**** Supplied records
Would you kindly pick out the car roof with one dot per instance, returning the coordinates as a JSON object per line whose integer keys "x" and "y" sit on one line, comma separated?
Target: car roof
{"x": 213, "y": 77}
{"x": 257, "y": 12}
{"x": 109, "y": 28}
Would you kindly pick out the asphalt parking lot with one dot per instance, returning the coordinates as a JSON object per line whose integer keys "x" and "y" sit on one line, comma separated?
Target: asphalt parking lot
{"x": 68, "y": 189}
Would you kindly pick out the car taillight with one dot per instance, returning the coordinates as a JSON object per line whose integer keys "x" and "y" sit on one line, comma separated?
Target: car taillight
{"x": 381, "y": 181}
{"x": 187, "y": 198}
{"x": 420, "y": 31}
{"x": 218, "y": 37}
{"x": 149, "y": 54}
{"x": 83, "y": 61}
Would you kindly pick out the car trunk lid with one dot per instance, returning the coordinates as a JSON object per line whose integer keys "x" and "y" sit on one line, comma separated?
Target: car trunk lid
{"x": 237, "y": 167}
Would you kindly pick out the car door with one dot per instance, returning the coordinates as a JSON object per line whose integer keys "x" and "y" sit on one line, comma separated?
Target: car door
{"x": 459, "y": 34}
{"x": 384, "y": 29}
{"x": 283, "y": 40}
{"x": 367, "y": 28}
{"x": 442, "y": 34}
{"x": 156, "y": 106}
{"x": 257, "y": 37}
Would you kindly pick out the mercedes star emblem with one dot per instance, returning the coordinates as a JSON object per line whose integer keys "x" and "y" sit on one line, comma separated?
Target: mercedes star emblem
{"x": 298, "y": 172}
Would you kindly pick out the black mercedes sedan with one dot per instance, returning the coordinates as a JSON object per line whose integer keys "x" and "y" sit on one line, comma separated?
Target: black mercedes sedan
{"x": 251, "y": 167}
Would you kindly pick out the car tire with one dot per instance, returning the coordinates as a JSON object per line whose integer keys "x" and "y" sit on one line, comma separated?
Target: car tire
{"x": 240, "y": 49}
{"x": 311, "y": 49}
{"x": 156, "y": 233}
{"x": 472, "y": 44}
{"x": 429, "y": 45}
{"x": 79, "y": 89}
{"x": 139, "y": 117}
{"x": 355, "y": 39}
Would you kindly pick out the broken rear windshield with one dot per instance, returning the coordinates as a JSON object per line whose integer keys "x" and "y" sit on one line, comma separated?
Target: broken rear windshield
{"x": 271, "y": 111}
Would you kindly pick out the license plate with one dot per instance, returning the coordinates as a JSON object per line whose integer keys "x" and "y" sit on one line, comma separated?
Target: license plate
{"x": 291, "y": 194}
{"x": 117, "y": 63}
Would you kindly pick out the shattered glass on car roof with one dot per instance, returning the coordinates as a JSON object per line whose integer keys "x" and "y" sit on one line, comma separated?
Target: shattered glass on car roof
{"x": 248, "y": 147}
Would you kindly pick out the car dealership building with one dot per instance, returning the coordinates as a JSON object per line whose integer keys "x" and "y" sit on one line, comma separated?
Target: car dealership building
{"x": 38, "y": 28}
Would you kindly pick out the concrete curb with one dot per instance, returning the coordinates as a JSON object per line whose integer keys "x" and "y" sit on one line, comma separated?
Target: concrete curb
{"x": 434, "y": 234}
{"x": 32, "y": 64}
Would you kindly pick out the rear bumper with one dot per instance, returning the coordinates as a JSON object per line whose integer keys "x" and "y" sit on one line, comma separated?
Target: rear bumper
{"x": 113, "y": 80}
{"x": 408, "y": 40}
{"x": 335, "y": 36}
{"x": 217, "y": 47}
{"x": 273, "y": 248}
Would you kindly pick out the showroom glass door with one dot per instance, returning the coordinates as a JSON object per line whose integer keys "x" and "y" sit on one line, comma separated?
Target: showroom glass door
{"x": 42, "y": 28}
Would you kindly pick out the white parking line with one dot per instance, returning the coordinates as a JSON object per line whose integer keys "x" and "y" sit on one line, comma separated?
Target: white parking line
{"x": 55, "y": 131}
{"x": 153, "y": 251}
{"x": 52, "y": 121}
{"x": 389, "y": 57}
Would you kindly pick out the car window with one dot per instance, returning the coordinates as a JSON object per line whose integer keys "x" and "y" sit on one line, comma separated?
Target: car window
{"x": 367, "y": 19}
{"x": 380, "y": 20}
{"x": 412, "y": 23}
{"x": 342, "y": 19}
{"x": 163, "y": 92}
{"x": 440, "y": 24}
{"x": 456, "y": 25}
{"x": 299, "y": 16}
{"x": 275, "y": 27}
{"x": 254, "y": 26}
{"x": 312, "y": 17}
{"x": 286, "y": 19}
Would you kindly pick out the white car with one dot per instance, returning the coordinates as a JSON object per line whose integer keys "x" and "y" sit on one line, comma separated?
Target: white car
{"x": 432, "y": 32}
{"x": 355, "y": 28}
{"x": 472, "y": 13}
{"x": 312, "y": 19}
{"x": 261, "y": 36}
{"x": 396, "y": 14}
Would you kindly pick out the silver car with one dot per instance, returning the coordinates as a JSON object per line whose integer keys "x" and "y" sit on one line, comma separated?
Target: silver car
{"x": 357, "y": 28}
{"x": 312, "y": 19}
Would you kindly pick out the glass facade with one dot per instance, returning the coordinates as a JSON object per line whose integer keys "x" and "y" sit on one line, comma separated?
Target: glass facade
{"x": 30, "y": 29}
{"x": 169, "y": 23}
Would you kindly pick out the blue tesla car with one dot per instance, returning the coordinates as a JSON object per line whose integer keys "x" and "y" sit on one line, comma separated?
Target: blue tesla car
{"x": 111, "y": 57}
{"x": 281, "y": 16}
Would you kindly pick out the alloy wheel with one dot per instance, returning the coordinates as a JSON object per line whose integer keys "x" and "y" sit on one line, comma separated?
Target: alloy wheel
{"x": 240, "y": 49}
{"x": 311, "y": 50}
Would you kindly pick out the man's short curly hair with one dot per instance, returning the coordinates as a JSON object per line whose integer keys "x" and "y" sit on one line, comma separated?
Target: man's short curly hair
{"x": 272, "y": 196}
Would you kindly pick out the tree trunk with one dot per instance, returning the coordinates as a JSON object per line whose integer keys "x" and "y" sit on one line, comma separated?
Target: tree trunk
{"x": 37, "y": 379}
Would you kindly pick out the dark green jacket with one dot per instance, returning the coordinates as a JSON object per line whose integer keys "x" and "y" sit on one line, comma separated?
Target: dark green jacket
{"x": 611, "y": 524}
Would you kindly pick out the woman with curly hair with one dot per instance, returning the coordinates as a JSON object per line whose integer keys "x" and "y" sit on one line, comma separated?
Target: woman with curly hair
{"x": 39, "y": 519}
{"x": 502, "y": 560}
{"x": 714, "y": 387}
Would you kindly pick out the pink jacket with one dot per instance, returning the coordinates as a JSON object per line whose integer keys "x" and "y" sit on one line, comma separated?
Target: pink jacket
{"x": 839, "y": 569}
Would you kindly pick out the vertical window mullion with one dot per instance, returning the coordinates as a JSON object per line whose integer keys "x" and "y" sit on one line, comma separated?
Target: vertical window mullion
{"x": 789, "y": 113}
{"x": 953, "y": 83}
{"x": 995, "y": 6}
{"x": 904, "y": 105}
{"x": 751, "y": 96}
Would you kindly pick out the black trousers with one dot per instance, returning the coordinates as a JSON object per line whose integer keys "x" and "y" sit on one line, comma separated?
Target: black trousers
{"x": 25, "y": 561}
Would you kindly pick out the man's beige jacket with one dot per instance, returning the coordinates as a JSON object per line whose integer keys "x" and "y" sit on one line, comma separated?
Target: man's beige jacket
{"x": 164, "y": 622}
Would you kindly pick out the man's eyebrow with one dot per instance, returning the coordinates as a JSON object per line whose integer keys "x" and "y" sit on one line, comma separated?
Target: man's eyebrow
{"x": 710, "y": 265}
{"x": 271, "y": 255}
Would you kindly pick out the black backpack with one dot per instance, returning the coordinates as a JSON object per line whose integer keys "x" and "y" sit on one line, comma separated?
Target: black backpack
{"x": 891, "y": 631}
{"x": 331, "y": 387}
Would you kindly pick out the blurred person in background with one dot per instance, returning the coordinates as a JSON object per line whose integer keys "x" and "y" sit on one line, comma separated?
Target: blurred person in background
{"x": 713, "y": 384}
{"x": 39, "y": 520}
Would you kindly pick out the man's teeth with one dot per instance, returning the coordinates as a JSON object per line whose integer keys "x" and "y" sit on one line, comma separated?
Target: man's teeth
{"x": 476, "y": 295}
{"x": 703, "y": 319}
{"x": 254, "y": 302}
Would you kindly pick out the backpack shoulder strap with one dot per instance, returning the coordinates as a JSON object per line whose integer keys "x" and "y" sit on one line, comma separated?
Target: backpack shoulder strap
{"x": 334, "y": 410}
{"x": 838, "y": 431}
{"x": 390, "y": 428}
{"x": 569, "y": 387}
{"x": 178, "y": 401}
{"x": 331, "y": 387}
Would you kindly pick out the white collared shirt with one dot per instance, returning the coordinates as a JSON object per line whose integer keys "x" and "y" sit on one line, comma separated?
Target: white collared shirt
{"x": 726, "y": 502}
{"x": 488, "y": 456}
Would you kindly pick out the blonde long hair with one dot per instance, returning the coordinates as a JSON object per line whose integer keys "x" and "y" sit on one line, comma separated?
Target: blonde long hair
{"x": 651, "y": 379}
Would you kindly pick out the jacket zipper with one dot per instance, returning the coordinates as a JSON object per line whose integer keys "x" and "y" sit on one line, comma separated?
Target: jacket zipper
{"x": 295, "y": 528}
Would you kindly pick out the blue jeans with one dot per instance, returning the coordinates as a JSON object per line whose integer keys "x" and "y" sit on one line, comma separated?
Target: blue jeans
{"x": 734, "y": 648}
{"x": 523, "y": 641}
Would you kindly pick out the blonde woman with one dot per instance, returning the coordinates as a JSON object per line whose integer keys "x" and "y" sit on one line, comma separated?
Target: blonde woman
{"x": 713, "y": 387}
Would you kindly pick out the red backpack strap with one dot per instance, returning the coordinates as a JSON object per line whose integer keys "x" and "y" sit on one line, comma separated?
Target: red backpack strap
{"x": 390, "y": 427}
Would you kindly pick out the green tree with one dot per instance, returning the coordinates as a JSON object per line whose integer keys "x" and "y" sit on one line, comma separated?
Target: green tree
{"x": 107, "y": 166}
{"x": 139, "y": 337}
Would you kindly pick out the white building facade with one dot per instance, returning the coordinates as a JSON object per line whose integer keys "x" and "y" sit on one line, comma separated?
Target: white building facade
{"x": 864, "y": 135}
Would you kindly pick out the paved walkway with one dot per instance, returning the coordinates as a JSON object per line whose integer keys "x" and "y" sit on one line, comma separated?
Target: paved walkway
********
Repeat only the lines from the one holding "Would you kindly pick out the green" through the last line of the data.

### Finished answer
Would you kindly pick out the green tree with one dot per instance, returning the coordinates as a JSON object per line whose integer keys "x" and "y" sit on one line, comma separated?
Target: green tree
{"x": 107, "y": 166}
{"x": 139, "y": 337}
Would you kindly pick out the white building facade with one dot per instance, returning the coordinates as a JSON object per line whose integer keys "x" and "y" sit on one line, comma separated?
Target: white building facade
{"x": 864, "y": 135}
Would you kindly pick out the paved walkway with one dot per instance, returning the coordinates as a JSON object per line whose integer keys "x" and "y" sit on one line, comma separated?
Target: paved walkway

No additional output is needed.